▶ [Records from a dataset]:
<<<<

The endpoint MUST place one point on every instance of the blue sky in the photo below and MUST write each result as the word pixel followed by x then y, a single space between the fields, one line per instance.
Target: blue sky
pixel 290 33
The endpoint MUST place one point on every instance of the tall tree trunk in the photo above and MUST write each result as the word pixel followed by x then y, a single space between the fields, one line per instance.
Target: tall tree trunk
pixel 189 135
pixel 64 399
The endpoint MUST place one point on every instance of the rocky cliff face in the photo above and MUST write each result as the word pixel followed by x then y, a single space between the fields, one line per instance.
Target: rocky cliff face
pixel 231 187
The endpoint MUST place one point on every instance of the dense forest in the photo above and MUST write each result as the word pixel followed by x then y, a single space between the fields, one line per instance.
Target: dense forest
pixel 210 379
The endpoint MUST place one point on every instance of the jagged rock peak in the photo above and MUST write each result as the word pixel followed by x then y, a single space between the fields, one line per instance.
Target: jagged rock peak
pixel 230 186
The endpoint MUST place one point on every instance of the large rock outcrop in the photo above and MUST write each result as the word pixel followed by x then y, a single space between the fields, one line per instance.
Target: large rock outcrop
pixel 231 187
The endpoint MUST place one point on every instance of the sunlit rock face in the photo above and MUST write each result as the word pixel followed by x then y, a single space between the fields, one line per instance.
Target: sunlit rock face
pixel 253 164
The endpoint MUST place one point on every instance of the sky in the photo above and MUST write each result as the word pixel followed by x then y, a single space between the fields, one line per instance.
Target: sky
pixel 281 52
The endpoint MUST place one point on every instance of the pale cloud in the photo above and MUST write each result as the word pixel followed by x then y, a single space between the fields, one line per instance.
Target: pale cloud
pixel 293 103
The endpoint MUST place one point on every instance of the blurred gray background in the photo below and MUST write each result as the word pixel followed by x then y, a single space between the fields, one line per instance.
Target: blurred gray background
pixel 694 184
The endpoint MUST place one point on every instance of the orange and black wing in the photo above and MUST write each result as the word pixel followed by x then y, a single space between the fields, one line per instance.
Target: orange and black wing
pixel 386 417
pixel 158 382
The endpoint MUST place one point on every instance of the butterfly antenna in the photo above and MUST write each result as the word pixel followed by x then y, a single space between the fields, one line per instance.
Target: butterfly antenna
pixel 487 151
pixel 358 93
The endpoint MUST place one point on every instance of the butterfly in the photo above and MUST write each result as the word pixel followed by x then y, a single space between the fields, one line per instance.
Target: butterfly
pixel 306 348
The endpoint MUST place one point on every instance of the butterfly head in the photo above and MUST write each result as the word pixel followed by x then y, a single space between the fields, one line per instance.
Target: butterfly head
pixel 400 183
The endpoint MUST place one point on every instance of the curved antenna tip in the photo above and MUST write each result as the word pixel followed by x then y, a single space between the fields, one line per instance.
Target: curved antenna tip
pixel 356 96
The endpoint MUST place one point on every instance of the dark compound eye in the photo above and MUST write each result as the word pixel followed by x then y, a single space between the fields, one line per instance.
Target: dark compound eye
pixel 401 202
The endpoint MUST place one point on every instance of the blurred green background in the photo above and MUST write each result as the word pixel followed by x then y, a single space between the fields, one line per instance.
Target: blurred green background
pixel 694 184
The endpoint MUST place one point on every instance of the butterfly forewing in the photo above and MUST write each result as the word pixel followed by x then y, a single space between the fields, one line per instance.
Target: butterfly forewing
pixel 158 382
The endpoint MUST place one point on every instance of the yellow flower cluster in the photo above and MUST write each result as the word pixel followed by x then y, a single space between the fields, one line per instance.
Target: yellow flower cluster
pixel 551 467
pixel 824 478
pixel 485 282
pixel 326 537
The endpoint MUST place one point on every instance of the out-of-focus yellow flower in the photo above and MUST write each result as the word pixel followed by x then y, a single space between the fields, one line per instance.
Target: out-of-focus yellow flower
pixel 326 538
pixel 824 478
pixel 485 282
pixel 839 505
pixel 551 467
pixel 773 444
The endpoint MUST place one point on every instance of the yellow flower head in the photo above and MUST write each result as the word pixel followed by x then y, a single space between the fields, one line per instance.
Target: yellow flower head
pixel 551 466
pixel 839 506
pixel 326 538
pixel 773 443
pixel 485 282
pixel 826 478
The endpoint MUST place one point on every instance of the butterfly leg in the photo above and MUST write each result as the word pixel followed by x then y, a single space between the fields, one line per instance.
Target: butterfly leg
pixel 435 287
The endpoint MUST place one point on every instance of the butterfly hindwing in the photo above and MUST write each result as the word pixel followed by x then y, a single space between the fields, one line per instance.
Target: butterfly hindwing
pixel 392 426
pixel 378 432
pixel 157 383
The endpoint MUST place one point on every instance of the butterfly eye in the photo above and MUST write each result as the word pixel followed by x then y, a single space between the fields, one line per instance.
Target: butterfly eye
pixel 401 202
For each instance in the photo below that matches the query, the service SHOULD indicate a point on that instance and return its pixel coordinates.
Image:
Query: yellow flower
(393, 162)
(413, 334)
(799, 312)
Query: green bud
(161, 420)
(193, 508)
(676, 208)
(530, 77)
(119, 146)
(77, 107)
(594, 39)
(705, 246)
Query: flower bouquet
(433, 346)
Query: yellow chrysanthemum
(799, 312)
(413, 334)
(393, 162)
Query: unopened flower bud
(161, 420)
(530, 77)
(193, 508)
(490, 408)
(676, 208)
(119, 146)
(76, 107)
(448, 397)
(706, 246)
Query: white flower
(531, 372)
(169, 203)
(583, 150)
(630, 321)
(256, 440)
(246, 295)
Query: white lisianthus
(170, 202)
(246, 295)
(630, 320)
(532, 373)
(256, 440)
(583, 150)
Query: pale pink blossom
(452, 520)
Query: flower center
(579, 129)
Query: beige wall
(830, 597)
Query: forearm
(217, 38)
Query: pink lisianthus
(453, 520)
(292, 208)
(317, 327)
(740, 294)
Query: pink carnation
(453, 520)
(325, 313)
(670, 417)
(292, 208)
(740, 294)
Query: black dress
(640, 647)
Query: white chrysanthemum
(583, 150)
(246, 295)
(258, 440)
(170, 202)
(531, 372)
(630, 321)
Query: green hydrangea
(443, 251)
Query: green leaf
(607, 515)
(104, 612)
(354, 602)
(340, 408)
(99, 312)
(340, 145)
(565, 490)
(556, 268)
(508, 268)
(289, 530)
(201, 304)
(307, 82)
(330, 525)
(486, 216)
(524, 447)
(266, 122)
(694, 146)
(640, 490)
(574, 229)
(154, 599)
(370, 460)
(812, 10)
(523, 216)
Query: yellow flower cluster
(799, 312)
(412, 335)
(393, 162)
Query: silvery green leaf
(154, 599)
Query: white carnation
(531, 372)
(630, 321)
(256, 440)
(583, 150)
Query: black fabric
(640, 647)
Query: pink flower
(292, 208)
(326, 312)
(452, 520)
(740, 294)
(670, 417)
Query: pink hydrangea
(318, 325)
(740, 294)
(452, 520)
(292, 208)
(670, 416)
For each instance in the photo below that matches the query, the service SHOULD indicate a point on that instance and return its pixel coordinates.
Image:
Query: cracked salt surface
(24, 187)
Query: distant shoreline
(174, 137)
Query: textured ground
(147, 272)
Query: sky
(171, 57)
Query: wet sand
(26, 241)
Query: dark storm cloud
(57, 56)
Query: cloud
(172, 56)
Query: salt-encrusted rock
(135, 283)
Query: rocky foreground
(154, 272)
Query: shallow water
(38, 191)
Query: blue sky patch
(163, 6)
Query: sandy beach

>>>>

▶ [Task to carry out]:
Print the entire set of records again, exactly.

▶ [Exercise solution]:
The endpoint MUST place one point on every instance of the blue sky in the photo below and MUST write each result as the word pixel followed by x then y, a single space between the fields, one line per instance.
Target: blue sky
pixel 290 33
The endpoint MUST place one point on every instance of the tall tree trunk in the photo above and MUST write each result as the word pixel followed by x then y, a single space between the fields, one line per instance.
Target: tall tree trunk
pixel 189 135
pixel 64 399
The endpoint MUST place one point on every instance of the rocky cliff face in the photo above and MUST write each result as the word pixel followed by x then y, a single space between the fields, one line per instance.
Target: rocky cliff face
pixel 231 187
The endpoint MUST place one point on every instance of the dense forest in the photo above and MUST write each result as the word pixel followed by x then y, a single space between the fields, one line per instance.
Target: dense forest
pixel 210 379
The endpoint MUST place one point on every instance of the jagged rock peak in the photo above and MUST write each result as the word pixel followed by x then y, a single space between the fields, one line per instance.
Target: jagged rock peak
pixel 230 186
The endpoint MUST place one point on every instance of the large rock outcrop in the photo above and MUST write each result as the word pixel followed by x then y, a single space between the fields, one line per instance.
Target: large rock outcrop
pixel 231 187
The endpoint MUST place one point on every instance of the sunlit rock face in the photo above and MUST write each result as the word pixel followed by x then y, a single space between the fields, one line per instance.
Target: sunlit rock face
pixel 253 164
The endpoint MUST place one point on every instance of the sky in the photo above and MUST write each result as the word pixel followed by x then y, a single space between the fields, one line per instance.
Target: sky
pixel 281 52
The endpoint MUST place one point on every instance of the pale cloud in the photo above and MUST write each result as the word pixel followed by x then y, a single space between the fields, one line per instance.
Target: pale cloud
pixel 293 103
The endpoint MUST place one point on every instance of the blurred gray background in the photo below and MUST write each result as the word pixel followed by x then y, a single space between the fields, one line per instance.
Target: blurred gray background
pixel 694 184
The endpoint MUST place one point on every instance of the orange and black wing in the photo above and MUST write each result as the word pixel followed by x then y, a single space between the fields, one line per instance.
Target: orange and black wing
pixel 386 417
pixel 158 382
The endpoint MUST place one point on every instance of the butterfly antenna in the photo above and MUST write each result as the word pixel followed by x then y, a single space between the fields, one line per instance.
Target: butterfly antenna
pixel 487 151
pixel 358 93
The endpoint MUST place one point on every instance of the butterfly in the photo above and MUST write each result as the word pixel followed by x then y, a single space between the fields, one line per instance.
Target: butterfly
pixel 306 348
The endpoint MUST place one point on every instance of the butterfly head in the photo above and MUST write each result as the word pixel followed by x then y, a single space between the fields, one line per instance.
Target: butterfly head
pixel 400 183
The endpoint MUST place one point on every instance of the curved antenna tip in the photo above and MUST write each result as the word pixel followed by x then y, a single space between the fields, one line per instance.
Target: curved antenna tip
pixel 356 96
The endpoint MUST place one point on every instance of the dark compound eye in the photo above and MUST write each result as the word pixel followed by x then y, a single space between the fields, one line per instance.
Target: dark compound eye
pixel 401 202
The endpoint MUST place one point on every instance of the blurred green background in the photo above and MUST write each result as the word pixel followed by x then y, a single space between the fields, one line per instance.
Target: blurred green background
pixel 694 184
The endpoint MUST place one point on every instance of the butterfly forewing in the photo above and MUST write each result as the word pixel followed by x then y, a single space between the fields, one line per instance.
Target: butterfly forewing
pixel 158 382
The endpoint MUST place one point on every instance of the yellow flower cluster in the photo above and MUST write each result as the word pixel followed by x then y, a single space between the fields, one line per instance.
Target: yellow flower cluster
pixel 551 467
pixel 824 478
pixel 485 282
pixel 326 537
The endpoint MUST place one point on every instance of the out-of-focus yellow flower in the photo above and MUST write each result as the word pixel followed by x then y, a single space between the fields, one line per instance.
Target: out-of-focus yellow flower
pixel 326 538
pixel 824 478
pixel 485 282
pixel 839 505
pixel 551 467
pixel 773 444
The endpoint MUST place one point on every instance of the yellow flower head in the photo above and MUST write each result as the word pixel followed by x then y, a single space between the fields, one line per instance.
Target: yellow flower head
pixel 551 466
pixel 839 506
pixel 326 538
pixel 773 443
pixel 485 282
pixel 826 478
The endpoint MUST place one point on every instance of the butterfly leg in the photo above and MUST write each result as the word pixel followed by x then y, a single space between the fields, one line per instance.
Target: butterfly leg
pixel 435 287
The endpoint MUST place one point on every instance of the butterfly hindwing in the photo above and MUST write each result as the word pixel followed by x then y, a single space between the fields, one line per instance.
Target: butterfly hindwing
pixel 392 426
pixel 378 432
pixel 157 383
The endpoint MUST place one point on every instance of the butterfly eye in the photo above and MUST write each result as the word pixel followed by x then y, a single space between the fields, one line per instance.
Target: butterfly eye
pixel 401 202
For each instance in the photo below that matches the query, the service SHOULD indicate a point on that instance and return its pixel coordinates.
Image:
Query: yellow flower
(393, 162)
(413, 334)
(799, 312)
Query: green bud
(161, 420)
(193, 508)
(676, 208)
(530, 77)
(119, 146)
(77, 107)
(594, 39)
(705, 246)
Query: flower bouquet
(433, 346)
Query: yellow chrysanthemum
(799, 312)
(413, 334)
(393, 162)
Query: unopened flower bud
(161, 420)
(530, 77)
(193, 508)
(490, 408)
(676, 208)
(119, 146)
(76, 107)
(448, 397)
(706, 246)
Query: white flower
(531, 372)
(169, 203)
(583, 150)
(630, 321)
(256, 440)
(246, 295)
Query: white lisianthus
(170, 202)
(246, 295)
(630, 320)
(532, 373)
(256, 440)
(583, 150)
Query: pale pink blossom
(452, 520)
Query: flower center
(579, 129)
Query: beige wall
(830, 597)
Query: forearm
(217, 38)
Query: pink lisianthus
(453, 520)
(292, 208)
(317, 327)
(740, 294)
Query: pink carnation
(453, 520)
(325, 313)
(670, 417)
(292, 208)
(740, 294)
Query: black dress
(640, 647)
Query: white chrysanthemum
(583, 150)
(246, 295)
(258, 440)
(170, 202)
(531, 372)
(630, 321)
Query: green hydrangea
(443, 251)
Query: green leaf
(607, 515)
(104, 612)
(354, 602)
(340, 408)
(99, 312)
(340, 145)
(565, 490)
(556, 268)
(508, 268)
(289, 530)
(201, 304)
(307, 82)
(330, 525)
(486, 216)
(524, 447)
(266, 122)
(694, 146)
(640, 490)
(574, 229)
(154, 599)
(370, 460)
(812, 10)
(523, 216)
Query: yellow flower cluster
(799, 312)
(412, 335)
(393, 162)
Query: silvery green leaf
(154, 599)
Query: white carnation
(531, 372)
(630, 321)
(256, 440)
(583, 150)
Query: black fabric
(640, 647)
Query: pink flower
(292, 208)
(326, 312)
(452, 520)
(740, 294)
(670, 417)
Query: pink hydrangea
(318, 325)
(740, 294)
(452, 520)
(292, 208)
(670, 416)
For each instance in the photo below that matches the query, the service SHOULD indicate a point on that instance and return its pixel coordinates.
Image:
Query: cracked salt surface
(24, 187)
Query: distant shoreline
(174, 137)
Query: textured ground
(147, 272)
Query: sky
(171, 57)
Query: wet sand
(26, 241)
Query: dark storm cloud
(57, 56)
Query: cloud
(172, 56)
Query: salt-encrusted rock
(135, 283)
Query: rocky foreground
(154, 272)
Query: shallow water
(38, 191)
Query: blue sky patch
(163, 6)
Query: sandy beach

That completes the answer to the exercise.